▶ **Exercise set**:
#1 In the status report, what deadline did the team set for the work needed for the interim demo?
#2 From the status report, return the passage that starts at the words "Team Status Report" and ends after "last minute work.".

▶ **Source document**:
** BEGIN **

Team Status Report for March 15, 2025

Project Risks and Mitigation Strategies

Since all three of us are very involved in Carnival (booth and buggy), we have decided to set a deadline for completing the work that is necessary for the interim demo by Friday, March 28th. This way, we will be able to ensure that our capstone project is as completed and ready to go as possible before week-of-Carnival responsibilities descend upon us all, as both booth and buggy become extraordinarily time-consuming that week in particular. And worst case, if we are a little behind, we can use the weekend before carnival to finish up any last minute work.

Changes to System Design

One change we decided to make after talking to Gloria was to add a feature for the user on the glasses. This feature is an additional gesture that prompts the display on the HUD of the definition / elaboration of a step which may have field-specific terminology or other words with which beginners may not be familiar. For instance, if the user asks for elaboration upon the step “dice two onions” the display would return new text to explain that dicing means to cut the onion into uniform quarter-inch cubes, and possibly a technique recommendation. This should not be too hard to implement on both the backend and the display, and we felt as if it would be a good way to further utilize the gesture language and serve our users’ requirements better.

Schedule Progress

Independent schedule progress is addressed in our individual reports. While the order of some tasks has shuffled, our work is roughly on track.

Rebecca’s Status Report for March 15, 2025

Report

Changing the WiFi on a Raspberry Pi without entirely rewriting the OS (using the imager) turns out to be a relatively straightforward task, assuming you have current access to the OS. Changing the WiFi on a Raspberry Pi without entirely rewriting the OS while you don’t, i.e., when you’re on the opposite side of the state to the network it’s set up for, is virtually impossible. It didn’t used to be, though- on previous versions of Raspberry Pi OS, pre-Bookworm, it was just a matter of creating a specific file in the boot directory of the SD card and putting the network information there in a specific format. And since so many people in the Rasppi community simply do not like to call out by name the version of the OS they’re working with, it took a frankly unreasonable amount of time to figure out that that method had been deprecated on the version I’m using, and that’s why it wasn’t working. (In fairness, I suppose, the new version of the OS is very new, only a few months at time of writing, so the vast majority of the discussion out there predates it. Unfortunately, the new version of the OS is very new, so the vast majority of the discussion out there predates it!)

** END **

[Image region labeling entries]
** BEGIN **

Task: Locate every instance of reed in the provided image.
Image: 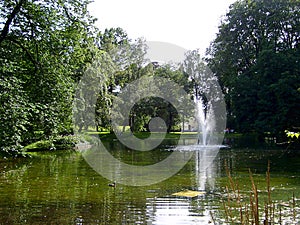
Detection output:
[219,161,299,225]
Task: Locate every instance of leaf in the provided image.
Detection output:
[172,190,206,198]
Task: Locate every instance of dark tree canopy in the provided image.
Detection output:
[207,0,300,137]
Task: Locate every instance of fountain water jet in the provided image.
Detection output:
[195,98,215,146]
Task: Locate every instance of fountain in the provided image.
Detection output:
[195,98,215,146]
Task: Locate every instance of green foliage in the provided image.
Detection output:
[0,0,96,153]
[285,130,300,139]
[207,0,300,135]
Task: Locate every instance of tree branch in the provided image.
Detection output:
[0,0,27,44]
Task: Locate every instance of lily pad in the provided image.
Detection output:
[172,190,205,198]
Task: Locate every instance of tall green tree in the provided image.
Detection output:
[207,0,300,137]
[0,0,95,154]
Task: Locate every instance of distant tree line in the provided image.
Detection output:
[0,0,300,154]
[207,0,300,141]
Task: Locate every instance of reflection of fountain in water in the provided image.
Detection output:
[195,147,219,190]
[176,98,224,190]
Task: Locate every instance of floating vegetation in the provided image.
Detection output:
[172,190,206,198]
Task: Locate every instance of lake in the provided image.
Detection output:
[0,142,300,224]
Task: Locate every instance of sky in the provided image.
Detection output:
[89,0,235,54]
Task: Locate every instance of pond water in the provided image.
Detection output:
[0,142,300,224]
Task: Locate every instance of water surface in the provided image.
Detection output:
[0,142,300,224]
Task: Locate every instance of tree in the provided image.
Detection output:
[0,0,95,154]
[207,0,300,135]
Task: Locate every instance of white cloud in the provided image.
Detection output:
[89,0,235,52]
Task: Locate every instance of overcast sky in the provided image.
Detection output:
[89,0,235,53]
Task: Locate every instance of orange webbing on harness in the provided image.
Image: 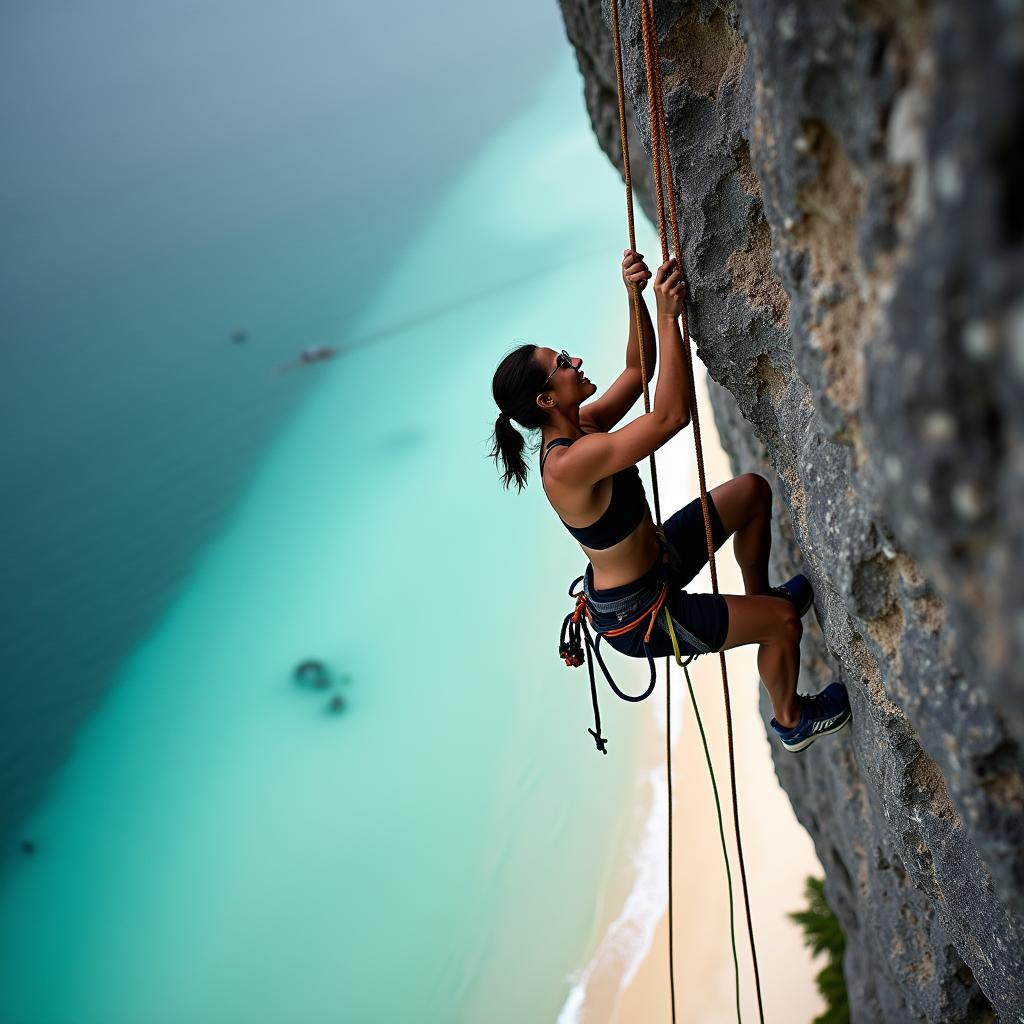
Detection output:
[611,0,764,1024]
[572,583,669,644]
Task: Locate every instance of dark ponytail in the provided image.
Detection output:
[490,345,548,490]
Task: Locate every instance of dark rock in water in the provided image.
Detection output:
[292,658,331,690]
[561,0,1024,1022]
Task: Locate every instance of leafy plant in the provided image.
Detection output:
[788,876,850,1024]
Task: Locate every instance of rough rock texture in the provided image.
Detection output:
[561,0,1024,1022]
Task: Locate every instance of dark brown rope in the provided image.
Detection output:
[611,0,764,1024]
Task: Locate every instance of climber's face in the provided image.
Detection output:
[536,348,597,410]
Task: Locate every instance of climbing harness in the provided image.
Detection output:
[558,0,764,1024]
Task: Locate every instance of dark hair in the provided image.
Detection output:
[490,345,548,490]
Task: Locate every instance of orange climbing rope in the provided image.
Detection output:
[611,0,764,1024]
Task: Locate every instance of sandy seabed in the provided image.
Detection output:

** END **

▶ **Solutions per task**:
#1 Friday, March 28th.

#2
Team Status Report for March 15, 2025

Project Risks and Mitigation Strategies

Since all three of us are very involved in Carnival (booth and buggy), we have decided to set a deadline for completing the work that is necessary for the interim demo by Friday, March 28th. This way, we will be able to ensure that our capstone project is as completed and ready to go as possible before week-of-Carnival responsibilities descend upon us all, as both booth and buggy become extraordinarily time-consuming that week in particular. And worst case, if we are a little behind, we can use the weekend before carnival to finish up any last minute work.